Object pointing dataset rows:
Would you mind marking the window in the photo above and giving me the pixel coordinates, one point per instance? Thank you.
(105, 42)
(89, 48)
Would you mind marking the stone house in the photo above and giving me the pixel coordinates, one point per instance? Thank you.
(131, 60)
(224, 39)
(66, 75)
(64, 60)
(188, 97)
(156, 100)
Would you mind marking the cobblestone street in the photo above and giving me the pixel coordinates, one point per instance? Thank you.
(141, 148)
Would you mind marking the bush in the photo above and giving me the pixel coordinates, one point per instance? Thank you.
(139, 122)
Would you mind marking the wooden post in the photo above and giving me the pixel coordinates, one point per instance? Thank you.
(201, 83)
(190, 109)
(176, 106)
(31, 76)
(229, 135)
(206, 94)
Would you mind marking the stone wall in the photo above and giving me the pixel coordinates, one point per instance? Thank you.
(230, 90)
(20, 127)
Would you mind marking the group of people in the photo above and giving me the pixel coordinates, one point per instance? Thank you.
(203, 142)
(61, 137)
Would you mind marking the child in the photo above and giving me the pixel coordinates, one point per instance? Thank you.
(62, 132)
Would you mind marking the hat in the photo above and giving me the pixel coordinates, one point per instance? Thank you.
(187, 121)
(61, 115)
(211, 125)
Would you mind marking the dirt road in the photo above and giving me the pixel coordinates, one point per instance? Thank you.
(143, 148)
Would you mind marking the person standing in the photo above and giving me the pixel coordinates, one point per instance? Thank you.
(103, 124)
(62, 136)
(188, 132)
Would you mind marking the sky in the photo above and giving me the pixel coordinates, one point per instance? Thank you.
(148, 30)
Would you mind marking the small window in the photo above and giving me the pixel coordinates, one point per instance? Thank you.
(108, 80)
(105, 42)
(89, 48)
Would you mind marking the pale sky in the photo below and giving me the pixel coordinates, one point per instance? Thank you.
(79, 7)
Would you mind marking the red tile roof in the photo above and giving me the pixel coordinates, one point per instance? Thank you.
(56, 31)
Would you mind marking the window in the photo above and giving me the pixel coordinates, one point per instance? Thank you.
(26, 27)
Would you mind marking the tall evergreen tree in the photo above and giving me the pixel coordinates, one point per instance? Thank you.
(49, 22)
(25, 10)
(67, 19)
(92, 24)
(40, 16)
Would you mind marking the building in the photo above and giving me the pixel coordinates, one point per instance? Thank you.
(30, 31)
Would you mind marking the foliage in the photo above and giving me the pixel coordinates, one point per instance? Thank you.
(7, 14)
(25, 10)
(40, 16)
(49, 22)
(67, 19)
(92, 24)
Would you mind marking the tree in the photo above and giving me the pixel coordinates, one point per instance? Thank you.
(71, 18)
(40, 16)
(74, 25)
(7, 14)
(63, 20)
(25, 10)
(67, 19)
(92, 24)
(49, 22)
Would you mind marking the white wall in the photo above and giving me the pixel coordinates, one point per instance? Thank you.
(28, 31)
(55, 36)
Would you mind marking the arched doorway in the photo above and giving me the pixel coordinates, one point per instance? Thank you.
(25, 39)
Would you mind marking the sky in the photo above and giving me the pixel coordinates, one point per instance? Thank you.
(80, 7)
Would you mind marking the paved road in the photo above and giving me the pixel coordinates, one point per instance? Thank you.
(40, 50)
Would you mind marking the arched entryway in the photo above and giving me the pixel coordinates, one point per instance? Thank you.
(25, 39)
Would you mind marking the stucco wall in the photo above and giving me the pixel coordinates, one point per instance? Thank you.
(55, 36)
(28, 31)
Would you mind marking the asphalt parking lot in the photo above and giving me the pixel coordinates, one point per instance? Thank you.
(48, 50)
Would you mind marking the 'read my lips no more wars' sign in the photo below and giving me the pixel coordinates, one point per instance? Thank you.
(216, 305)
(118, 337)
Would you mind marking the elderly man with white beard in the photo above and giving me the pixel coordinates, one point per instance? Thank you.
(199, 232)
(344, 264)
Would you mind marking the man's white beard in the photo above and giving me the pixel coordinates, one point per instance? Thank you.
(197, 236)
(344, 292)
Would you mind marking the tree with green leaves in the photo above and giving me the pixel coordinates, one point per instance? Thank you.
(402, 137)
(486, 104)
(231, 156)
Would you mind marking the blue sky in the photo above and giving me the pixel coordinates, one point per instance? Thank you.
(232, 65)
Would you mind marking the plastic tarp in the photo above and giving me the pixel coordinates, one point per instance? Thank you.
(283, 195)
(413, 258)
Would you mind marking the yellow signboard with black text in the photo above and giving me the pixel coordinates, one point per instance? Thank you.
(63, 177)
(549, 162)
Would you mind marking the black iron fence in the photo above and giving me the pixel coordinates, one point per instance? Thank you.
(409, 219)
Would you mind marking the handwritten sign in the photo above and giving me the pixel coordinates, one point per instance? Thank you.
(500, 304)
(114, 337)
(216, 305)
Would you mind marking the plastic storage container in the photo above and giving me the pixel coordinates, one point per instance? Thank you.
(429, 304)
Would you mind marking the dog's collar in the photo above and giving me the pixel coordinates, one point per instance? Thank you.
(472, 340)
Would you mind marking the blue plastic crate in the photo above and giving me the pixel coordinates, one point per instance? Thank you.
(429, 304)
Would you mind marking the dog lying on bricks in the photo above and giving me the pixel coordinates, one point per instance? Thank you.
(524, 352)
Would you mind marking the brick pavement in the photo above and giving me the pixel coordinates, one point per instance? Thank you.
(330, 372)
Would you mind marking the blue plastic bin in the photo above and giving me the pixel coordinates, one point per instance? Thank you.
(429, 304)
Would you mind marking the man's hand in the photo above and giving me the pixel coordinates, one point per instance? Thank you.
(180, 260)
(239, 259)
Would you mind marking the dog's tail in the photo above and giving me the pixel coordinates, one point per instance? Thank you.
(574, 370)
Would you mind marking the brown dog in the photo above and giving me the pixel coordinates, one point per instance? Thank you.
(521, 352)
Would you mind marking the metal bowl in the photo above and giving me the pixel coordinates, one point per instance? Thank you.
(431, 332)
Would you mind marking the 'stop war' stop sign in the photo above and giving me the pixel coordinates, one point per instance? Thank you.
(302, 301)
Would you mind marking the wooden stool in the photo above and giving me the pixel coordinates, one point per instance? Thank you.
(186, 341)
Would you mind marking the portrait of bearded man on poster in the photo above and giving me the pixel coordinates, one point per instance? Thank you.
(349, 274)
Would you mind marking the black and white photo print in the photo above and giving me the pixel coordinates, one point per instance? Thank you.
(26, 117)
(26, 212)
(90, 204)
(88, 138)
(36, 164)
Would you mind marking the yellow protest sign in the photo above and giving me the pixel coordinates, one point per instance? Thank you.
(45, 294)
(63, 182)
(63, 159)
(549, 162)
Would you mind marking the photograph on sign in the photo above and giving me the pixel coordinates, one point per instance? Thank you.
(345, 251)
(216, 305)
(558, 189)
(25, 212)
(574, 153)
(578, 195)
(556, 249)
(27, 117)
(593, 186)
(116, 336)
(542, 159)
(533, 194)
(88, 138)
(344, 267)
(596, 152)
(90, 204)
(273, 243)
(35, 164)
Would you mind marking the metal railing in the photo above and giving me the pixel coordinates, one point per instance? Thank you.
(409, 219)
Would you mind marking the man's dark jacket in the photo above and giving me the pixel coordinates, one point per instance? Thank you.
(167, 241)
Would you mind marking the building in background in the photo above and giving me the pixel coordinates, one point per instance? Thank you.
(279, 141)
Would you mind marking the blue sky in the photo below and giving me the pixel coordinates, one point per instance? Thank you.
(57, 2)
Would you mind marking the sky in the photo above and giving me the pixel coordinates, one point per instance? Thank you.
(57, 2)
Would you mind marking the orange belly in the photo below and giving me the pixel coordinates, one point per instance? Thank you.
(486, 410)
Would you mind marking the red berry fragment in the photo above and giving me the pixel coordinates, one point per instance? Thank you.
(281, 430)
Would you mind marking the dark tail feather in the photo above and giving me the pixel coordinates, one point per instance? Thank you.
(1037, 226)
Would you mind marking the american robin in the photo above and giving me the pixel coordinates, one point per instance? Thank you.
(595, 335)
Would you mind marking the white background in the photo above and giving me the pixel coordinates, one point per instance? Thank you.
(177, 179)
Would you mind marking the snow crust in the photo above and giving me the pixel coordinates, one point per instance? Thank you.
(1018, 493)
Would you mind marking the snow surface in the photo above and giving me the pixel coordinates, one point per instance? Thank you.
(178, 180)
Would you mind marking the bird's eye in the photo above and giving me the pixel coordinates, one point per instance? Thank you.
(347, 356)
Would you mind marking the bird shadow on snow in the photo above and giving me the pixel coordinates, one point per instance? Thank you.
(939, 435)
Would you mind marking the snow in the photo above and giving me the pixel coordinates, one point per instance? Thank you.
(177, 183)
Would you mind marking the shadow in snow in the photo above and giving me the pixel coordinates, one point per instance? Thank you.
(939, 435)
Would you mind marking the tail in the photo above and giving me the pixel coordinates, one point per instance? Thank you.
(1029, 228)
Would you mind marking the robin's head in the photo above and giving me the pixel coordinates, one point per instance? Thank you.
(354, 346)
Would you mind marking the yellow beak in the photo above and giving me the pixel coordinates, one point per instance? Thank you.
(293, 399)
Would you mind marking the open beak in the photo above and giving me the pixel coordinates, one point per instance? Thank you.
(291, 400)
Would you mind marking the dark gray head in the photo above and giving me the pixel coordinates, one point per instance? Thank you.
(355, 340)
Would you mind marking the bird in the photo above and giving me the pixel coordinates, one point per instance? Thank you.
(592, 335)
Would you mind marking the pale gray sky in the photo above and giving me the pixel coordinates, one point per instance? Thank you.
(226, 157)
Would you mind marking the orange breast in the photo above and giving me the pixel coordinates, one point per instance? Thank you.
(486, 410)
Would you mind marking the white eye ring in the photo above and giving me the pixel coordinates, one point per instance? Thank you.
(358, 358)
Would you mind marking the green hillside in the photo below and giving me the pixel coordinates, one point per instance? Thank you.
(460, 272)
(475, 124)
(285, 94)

# Exercise directions
Which lines run from the one containing "Would you mind marking the yellow beak" to the end of the entries above? Quote exactly those, and only those.

# Result of the task
Would you mind marking the yellow beak in the photo above and giving me the pixel coordinates, one point per instance? Thank you.
(293, 399)
Would you mind marking the open beak in the photo above and giving me the pixel coordinates, one point per instance? Thank you.
(291, 400)
Would you mind marking the dark gray head in the photo above and giving me the pixel coordinates, one point per instance? Thank you.
(355, 340)
Would you mind marking the bird in the photo above and giving me the pixel coordinates, one point per instance? Thank you.
(592, 335)
Would you mind marking the pale gray sky in the photo above and giving me the pixel coordinates, one point per instance? Thank you.
(226, 157)
Would you mind marking the orange breast in the photo above and giving me the pixel coordinates, one point per instance? Thank you.
(486, 410)
Would you mind marking the white eye ring in the photo above and giving me the pixel coordinates, one point per instance? Thank you.
(358, 358)
Would you mind marking the green hillside in the photo below and giving me the pixel coordinates, one point per instance? Thank you.
(460, 272)
(475, 124)
(285, 94)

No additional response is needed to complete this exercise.